A lo largo de la película la estructura clásica se difumina
hasta desaparecer: así, un niño hace sus deberes, lee la redacción sobre el
compañerismo, pero luego dispara a la cámara con una metralleta de juguete; Juliette
lleva a su hijo a una guardería que en realidad es una casa de citas; Juliette engaña
a su marido o se prostituye junto a su amiga, con la mayor de las indiferencias, una actividad más, como la de ir de compras o tomar un café; etc. Es decir, Godard
destroza la narrativa acostumbrada basada en la presentación, el nudo y el desenlace
y la sustituye por una agrupación premeditadamente inconexa de imágenes donde
las ideas prevalecen sobre cualquier atisbo de argumento. Es una forma de
diferenciar, de reivindicar, el nuevo cine revolucionario frente al clásico
asociado a la burguesía. Todo es política en el cine de Godard.

• ENUNCIADO DEL PROBLEMA: Copia del texto sobre el cine de Godard el pasaje que va desde "A lo largo de" hasta "cine de Godard.", ambos incluidos. Los ítems vienen de otra fuente.

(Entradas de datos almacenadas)
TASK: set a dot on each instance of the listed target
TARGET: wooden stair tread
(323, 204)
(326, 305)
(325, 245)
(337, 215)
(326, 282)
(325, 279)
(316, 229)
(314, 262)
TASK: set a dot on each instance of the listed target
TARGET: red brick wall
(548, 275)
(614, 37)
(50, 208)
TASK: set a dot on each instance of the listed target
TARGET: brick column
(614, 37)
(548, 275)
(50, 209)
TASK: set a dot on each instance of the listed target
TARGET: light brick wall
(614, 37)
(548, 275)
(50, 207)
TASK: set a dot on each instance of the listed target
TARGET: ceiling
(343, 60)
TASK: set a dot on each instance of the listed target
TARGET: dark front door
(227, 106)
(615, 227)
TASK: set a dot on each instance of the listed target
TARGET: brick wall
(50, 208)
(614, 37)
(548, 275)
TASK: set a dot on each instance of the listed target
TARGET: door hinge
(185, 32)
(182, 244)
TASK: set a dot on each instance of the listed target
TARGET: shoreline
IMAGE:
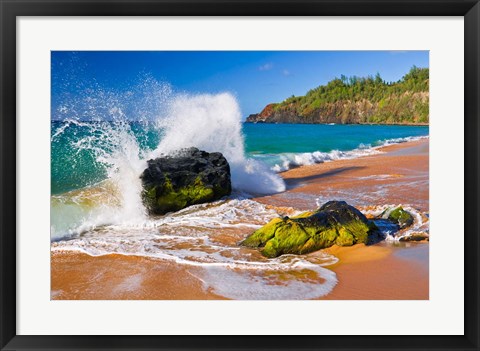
(363, 273)
(348, 124)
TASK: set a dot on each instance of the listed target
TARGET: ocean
(95, 190)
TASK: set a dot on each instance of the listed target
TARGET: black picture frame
(10, 10)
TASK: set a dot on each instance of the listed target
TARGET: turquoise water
(79, 149)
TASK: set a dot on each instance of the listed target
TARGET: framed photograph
(218, 175)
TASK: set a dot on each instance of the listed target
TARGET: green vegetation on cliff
(357, 100)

• TU RESPUESTA:
A lo largo de la película la estructura clásica se difumina
hasta desaparecer: así, un niño hace sus deberes, lee la redacción sobre el
compañerismo, pero luego dispara a la cámara con una metralleta de juguete; Juliette
lleva a su hijo a una guardería que en realidad es una casa de citas; Juliette engaña
a su marido o se prostituye junto a su amiga, con la mayor de las indiferencias, una actividad más, como la de ir de compras o tomar un café; etc. Es decir, Godard
destroza la narrativa acostumbrada basada en la presentación, el nudo y el desenlace
y la sustituye por una agrupación premeditadamente inconexa de imágenes donde
las ideas prevalecen sobre cualquier atisbo de argumento. Es una forma de
diferenciar, de reivindicar, el nuevo cine revolucionario frente al clásico
asociado a la burguesía. Todo es política en el cine de Godard.